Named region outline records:
begin
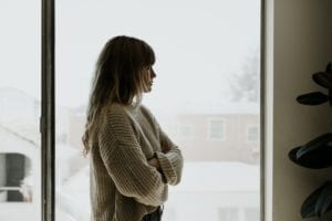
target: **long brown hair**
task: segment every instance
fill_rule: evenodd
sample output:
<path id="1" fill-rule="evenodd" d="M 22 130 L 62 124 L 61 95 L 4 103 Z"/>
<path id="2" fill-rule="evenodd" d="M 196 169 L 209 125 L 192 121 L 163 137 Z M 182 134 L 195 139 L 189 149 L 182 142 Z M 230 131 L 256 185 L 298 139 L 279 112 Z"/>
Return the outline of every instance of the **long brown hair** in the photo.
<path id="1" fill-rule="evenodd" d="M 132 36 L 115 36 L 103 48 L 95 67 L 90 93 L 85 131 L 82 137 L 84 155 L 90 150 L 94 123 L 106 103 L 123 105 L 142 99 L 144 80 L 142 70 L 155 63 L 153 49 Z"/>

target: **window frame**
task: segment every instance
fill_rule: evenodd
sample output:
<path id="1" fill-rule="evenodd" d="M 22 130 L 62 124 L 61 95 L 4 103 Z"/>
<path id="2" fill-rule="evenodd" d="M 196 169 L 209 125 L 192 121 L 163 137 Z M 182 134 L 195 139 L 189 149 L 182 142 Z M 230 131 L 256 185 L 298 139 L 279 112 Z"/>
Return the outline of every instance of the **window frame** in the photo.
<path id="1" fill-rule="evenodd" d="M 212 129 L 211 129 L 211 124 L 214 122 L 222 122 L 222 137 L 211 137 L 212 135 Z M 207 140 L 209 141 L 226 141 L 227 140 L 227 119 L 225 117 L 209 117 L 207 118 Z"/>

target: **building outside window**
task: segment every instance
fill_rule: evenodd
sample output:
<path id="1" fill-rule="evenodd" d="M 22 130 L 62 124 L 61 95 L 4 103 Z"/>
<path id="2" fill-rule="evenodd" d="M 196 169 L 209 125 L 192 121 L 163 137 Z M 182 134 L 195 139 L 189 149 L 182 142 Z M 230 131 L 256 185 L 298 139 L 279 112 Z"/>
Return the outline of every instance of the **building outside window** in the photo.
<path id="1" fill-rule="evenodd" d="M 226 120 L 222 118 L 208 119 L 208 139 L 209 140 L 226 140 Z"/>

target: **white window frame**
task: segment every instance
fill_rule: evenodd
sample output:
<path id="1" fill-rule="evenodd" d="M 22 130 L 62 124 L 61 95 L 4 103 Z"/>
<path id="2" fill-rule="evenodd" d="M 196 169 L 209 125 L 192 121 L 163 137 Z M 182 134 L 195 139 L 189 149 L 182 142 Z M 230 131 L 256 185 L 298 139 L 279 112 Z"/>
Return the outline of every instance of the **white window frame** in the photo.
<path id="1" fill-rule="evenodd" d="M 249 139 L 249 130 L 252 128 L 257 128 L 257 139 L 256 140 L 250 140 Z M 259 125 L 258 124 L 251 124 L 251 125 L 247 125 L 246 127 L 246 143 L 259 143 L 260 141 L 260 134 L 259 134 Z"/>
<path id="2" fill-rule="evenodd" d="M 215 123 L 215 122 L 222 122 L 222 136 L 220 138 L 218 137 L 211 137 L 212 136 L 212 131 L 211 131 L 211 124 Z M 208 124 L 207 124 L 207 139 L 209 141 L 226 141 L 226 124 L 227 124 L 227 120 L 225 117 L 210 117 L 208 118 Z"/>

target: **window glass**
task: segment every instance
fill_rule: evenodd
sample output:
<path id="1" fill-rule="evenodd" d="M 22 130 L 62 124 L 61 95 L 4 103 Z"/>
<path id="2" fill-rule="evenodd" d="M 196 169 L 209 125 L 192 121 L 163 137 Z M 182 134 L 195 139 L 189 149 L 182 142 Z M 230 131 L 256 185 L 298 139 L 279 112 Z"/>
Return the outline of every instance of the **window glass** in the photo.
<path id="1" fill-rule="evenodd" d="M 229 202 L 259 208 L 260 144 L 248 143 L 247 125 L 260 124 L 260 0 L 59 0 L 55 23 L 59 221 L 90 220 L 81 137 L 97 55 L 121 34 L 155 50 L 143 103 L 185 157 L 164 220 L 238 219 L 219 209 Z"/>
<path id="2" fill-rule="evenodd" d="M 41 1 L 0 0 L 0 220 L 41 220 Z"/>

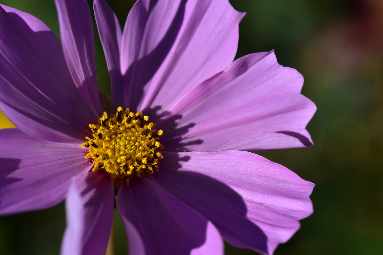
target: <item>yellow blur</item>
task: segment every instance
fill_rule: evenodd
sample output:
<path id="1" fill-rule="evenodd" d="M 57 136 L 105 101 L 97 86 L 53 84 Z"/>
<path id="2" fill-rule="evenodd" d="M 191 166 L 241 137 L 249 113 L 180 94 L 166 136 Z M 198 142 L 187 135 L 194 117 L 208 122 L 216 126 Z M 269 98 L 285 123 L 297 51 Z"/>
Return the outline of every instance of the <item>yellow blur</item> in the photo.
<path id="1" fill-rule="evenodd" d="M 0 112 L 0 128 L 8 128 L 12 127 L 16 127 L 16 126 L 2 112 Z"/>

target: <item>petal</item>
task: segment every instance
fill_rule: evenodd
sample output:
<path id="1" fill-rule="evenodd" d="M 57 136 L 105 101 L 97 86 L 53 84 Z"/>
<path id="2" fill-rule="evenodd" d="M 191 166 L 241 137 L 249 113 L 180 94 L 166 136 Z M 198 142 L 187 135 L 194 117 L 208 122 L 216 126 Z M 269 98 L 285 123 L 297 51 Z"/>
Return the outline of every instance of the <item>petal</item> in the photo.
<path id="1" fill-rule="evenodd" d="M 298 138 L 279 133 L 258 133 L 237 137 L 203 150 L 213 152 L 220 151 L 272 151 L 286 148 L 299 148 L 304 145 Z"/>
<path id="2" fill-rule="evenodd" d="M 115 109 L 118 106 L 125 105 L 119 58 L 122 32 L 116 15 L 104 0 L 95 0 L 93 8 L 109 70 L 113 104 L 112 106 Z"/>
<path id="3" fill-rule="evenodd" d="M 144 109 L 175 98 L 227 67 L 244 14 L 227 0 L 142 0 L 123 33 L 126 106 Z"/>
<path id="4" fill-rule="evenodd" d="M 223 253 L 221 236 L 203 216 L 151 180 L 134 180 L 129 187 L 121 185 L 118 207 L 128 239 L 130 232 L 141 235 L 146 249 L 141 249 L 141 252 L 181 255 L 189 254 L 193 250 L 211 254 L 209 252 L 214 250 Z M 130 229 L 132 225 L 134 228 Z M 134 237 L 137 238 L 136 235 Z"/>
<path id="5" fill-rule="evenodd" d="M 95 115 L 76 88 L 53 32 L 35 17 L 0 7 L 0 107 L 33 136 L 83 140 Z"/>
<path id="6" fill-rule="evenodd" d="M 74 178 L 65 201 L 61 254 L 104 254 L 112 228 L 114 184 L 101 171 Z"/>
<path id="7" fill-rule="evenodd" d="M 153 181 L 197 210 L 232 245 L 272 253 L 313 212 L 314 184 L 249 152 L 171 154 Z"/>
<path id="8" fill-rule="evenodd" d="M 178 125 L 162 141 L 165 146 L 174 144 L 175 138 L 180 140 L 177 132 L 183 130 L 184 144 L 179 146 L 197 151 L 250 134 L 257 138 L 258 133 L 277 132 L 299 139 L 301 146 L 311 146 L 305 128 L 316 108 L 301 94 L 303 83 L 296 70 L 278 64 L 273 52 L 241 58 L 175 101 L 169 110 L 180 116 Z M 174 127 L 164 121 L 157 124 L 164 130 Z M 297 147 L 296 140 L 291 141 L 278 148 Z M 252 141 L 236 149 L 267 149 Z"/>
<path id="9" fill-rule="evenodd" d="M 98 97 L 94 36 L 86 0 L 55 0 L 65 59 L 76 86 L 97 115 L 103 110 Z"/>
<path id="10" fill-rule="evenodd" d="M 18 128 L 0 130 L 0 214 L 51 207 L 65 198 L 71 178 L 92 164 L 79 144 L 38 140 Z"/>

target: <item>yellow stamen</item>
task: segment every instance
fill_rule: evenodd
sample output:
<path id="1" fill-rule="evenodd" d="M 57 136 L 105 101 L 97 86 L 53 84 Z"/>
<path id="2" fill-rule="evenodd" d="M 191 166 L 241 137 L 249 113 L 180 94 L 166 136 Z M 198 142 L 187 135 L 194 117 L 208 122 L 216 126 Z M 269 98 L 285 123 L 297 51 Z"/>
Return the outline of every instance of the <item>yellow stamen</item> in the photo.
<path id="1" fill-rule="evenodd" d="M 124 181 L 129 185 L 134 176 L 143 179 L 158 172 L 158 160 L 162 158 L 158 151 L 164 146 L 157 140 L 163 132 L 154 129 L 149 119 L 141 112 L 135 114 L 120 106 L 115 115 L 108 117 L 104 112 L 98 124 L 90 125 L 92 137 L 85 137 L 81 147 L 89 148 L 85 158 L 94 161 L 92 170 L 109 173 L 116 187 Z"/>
end
> [The problem]: Extract the records verbatim from the line with "target: <item>yellow stamen</item>" to the line with "stamen</item> in the photo.", both included.

> [Answer for this exercise]:
target: <item>yellow stamen</item>
task: segment every instance
fill_rule: evenodd
sample output:
<path id="1" fill-rule="evenodd" d="M 57 136 L 105 101 L 97 86 L 53 84 Z"/>
<path id="2" fill-rule="evenodd" d="M 191 166 L 241 137 L 249 113 L 180 94 L 166 136 Z M 198 142 L 187 135 L 194 117 L 208 122 L 216 126 Z M 269 98 L 285 123 L 297 51 Z"/>
Return the outline of every instance of the <item>yellow stamen</item> in the photo.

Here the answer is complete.